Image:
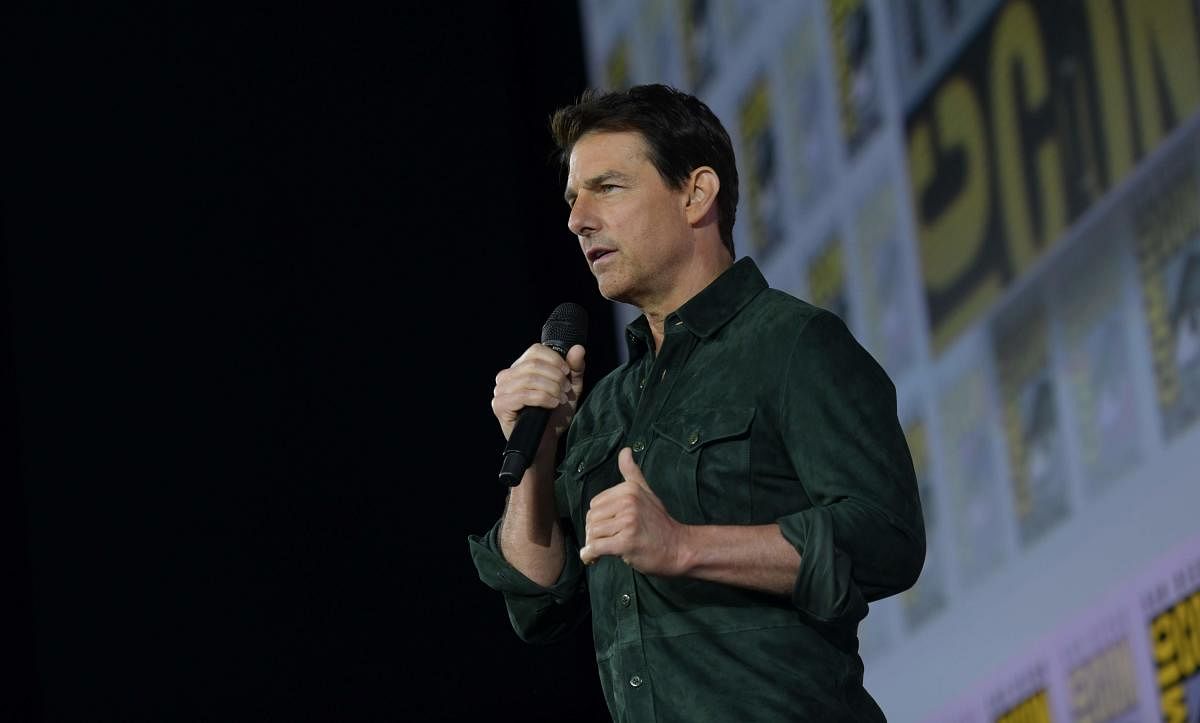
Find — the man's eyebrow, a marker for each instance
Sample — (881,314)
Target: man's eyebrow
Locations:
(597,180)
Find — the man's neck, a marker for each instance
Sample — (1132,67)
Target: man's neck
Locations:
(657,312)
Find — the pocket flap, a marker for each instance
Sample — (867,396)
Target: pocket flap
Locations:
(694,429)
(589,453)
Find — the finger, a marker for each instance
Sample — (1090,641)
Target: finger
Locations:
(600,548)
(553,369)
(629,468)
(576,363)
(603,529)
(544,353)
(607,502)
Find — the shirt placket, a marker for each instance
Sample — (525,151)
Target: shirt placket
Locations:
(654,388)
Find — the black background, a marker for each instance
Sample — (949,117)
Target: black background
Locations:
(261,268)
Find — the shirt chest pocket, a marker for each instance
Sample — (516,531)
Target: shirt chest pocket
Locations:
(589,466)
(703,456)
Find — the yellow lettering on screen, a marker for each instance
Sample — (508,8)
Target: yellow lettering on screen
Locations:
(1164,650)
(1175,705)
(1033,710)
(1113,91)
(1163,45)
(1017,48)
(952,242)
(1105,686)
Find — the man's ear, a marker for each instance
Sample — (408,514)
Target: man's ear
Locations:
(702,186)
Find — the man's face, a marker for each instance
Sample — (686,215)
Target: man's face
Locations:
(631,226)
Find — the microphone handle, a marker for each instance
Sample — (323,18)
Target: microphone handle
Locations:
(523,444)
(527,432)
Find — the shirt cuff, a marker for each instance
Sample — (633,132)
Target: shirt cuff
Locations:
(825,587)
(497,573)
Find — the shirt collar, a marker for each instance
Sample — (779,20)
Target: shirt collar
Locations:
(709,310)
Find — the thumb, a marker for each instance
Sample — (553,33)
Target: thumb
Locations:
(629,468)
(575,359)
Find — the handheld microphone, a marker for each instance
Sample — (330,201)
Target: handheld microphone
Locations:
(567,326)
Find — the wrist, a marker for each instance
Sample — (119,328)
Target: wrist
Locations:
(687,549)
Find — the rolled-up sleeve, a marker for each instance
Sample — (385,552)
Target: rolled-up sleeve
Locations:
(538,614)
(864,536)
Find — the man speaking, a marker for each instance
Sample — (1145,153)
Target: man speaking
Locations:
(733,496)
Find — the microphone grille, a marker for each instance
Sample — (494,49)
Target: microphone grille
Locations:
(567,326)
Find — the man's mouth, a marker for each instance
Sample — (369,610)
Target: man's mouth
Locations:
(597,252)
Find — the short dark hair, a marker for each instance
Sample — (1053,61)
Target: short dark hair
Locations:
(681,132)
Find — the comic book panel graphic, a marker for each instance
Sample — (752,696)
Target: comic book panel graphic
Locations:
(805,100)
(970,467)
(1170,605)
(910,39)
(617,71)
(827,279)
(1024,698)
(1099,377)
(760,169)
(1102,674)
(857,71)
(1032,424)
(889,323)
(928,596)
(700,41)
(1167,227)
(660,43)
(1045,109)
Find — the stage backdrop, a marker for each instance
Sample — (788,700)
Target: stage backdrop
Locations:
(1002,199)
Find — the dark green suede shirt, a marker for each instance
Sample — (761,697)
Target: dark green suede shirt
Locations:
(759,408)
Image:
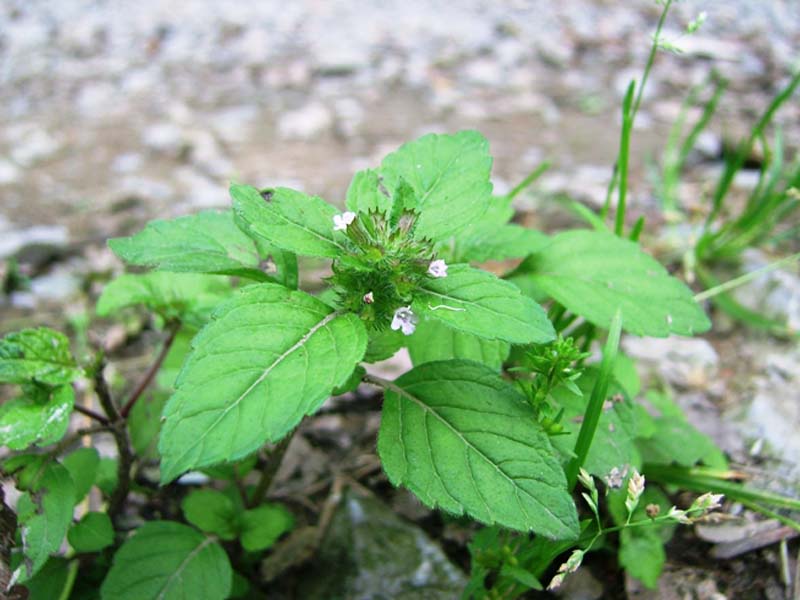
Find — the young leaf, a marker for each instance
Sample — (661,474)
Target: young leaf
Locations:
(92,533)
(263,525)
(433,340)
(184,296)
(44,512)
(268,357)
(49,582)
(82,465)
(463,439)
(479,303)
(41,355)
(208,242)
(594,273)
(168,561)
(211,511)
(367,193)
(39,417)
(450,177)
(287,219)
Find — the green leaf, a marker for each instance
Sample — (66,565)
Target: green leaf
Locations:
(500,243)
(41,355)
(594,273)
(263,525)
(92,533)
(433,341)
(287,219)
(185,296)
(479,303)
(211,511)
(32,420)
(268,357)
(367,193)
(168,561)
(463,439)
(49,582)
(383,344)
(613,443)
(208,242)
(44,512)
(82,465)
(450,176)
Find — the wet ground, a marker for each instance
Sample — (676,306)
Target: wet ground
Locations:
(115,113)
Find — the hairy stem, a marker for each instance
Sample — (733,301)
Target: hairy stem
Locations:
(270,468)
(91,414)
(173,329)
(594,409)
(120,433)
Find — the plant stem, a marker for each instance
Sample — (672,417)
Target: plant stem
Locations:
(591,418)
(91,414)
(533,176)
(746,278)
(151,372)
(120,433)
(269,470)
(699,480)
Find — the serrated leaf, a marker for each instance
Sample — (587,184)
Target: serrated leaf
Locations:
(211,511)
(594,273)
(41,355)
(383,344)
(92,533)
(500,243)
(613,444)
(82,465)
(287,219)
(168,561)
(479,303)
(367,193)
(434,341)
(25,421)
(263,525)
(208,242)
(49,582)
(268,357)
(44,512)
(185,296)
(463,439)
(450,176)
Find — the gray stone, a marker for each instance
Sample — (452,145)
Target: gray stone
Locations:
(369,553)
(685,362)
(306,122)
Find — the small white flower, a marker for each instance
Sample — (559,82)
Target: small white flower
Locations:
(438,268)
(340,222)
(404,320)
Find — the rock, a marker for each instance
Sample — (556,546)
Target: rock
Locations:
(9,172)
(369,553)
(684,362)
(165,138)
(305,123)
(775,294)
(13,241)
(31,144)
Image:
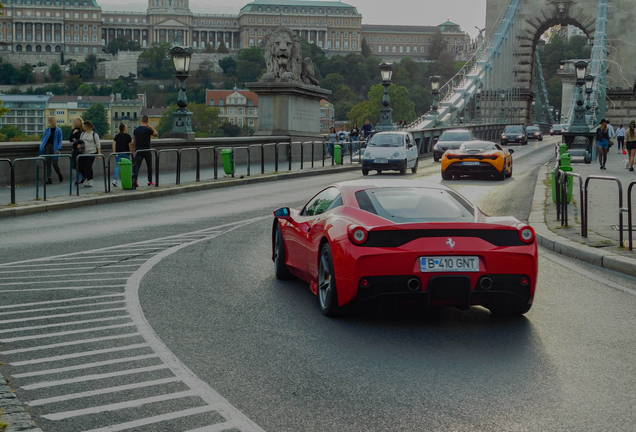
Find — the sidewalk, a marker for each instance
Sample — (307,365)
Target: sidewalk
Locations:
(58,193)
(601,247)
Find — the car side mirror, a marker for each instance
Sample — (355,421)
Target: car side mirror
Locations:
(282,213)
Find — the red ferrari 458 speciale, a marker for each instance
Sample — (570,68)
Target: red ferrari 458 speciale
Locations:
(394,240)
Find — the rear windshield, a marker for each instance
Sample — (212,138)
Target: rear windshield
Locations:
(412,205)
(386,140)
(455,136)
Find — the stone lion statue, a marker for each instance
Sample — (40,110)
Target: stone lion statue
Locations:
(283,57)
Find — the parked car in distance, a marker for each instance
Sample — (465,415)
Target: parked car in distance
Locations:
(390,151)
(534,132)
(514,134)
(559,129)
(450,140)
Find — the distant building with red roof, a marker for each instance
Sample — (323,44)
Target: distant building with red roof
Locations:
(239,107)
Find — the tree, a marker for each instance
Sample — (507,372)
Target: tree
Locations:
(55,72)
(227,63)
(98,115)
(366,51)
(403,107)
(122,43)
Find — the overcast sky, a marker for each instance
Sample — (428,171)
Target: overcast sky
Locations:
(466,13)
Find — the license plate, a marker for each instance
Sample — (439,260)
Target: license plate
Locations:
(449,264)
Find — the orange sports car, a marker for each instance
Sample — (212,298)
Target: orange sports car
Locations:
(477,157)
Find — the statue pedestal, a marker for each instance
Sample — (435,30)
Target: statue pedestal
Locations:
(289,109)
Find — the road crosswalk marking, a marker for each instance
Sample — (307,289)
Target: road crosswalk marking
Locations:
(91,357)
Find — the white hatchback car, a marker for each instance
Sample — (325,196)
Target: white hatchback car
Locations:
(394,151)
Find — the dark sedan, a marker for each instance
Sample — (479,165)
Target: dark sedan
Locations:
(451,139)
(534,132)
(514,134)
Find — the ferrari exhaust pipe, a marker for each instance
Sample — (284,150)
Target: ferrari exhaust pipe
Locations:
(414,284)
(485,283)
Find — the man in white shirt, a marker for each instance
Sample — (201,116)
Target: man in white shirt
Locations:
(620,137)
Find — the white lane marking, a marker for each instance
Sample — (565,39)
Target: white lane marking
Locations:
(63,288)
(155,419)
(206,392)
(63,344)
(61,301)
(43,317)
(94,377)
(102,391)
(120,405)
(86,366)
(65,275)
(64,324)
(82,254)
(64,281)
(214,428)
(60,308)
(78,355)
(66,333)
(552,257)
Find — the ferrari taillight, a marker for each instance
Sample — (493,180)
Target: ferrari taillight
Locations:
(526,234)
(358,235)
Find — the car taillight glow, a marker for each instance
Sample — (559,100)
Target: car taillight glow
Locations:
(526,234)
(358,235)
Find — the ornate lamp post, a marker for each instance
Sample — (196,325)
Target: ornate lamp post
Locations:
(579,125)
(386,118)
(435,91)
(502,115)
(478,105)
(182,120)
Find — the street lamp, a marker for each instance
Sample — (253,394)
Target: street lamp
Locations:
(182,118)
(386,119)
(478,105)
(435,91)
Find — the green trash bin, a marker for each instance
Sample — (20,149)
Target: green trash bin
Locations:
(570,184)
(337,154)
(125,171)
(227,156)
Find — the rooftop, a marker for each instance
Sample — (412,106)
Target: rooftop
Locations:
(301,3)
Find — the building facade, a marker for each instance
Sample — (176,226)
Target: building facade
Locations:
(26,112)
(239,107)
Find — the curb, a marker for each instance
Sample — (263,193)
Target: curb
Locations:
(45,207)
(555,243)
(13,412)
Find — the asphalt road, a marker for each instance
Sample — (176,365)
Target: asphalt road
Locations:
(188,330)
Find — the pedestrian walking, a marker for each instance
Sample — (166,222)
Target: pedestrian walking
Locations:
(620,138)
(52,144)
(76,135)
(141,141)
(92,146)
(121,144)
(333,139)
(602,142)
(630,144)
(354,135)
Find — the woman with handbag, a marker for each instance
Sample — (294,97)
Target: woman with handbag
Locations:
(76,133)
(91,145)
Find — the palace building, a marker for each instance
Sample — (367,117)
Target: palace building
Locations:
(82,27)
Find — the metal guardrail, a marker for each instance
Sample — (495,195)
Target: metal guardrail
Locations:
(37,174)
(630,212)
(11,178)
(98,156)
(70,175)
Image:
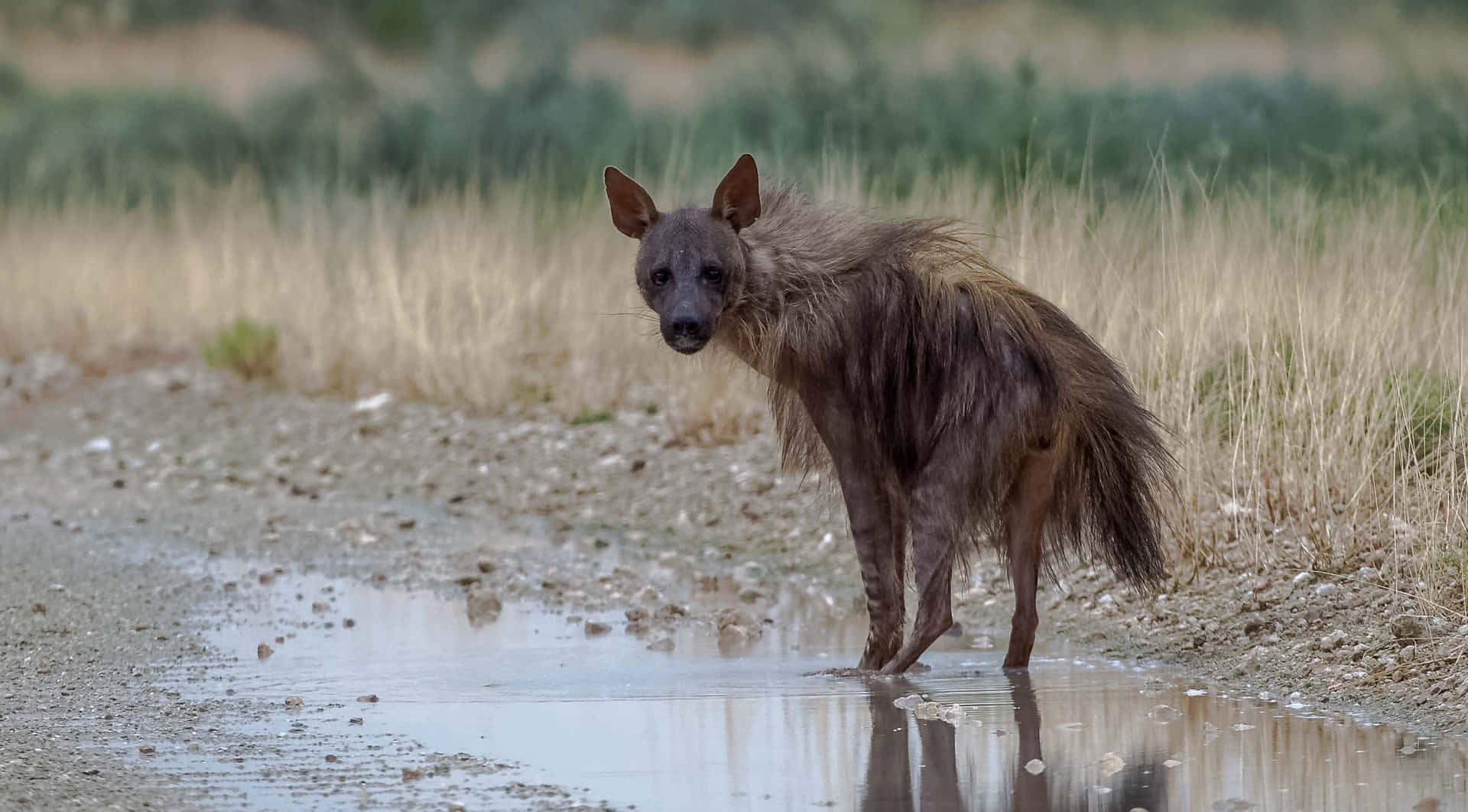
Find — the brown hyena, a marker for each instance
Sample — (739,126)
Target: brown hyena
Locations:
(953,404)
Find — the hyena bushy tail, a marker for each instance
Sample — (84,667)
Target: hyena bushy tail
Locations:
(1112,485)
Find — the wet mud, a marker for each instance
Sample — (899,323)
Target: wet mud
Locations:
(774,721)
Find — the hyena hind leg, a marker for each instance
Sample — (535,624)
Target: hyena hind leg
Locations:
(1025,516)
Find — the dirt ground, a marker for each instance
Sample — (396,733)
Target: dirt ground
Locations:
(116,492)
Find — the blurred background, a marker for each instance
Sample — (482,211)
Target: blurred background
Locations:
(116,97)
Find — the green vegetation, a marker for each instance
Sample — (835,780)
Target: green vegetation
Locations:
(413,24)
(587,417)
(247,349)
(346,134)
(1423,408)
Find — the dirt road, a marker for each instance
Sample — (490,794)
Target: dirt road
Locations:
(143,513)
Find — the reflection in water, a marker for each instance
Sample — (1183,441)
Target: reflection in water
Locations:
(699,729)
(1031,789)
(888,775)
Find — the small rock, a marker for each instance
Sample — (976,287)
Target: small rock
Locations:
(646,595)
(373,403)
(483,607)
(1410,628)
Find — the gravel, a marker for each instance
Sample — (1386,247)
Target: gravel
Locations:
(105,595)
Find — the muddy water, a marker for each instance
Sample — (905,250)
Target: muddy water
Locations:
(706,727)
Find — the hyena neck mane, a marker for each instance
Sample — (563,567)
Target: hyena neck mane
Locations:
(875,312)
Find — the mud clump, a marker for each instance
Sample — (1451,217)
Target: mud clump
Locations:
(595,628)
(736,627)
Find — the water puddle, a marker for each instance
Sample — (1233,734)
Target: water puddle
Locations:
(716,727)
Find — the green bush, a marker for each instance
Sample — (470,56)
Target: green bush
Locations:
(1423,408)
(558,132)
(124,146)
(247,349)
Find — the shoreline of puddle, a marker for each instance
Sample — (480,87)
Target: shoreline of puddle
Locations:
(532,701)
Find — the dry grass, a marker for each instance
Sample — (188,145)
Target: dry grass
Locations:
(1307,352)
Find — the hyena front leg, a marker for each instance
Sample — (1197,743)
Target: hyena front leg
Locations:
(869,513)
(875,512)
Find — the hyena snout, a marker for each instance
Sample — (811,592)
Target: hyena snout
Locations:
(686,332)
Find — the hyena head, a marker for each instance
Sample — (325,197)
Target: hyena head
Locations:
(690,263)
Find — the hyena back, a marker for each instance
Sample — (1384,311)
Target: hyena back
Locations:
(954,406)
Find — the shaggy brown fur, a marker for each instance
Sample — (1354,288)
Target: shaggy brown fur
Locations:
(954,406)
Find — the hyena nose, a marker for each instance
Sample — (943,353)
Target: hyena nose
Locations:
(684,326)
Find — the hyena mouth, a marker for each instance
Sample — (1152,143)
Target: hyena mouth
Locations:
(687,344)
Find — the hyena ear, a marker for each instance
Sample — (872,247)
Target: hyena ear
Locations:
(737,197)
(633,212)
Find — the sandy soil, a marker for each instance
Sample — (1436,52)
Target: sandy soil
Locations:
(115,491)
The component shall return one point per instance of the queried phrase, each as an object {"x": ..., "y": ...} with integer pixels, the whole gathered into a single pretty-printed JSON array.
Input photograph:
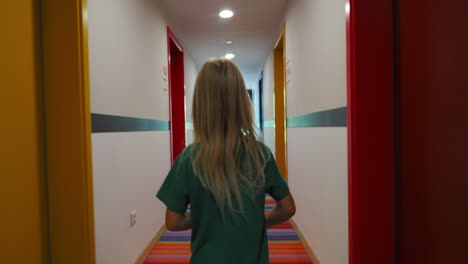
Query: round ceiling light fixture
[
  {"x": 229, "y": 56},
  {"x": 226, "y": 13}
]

--*--

EXERCISE DESCRIPTION: When a line in the records above contains the word "thumb", copy it.

ANSWER SPACE:
Find — the thumb, a marker for each instance
Target: thumb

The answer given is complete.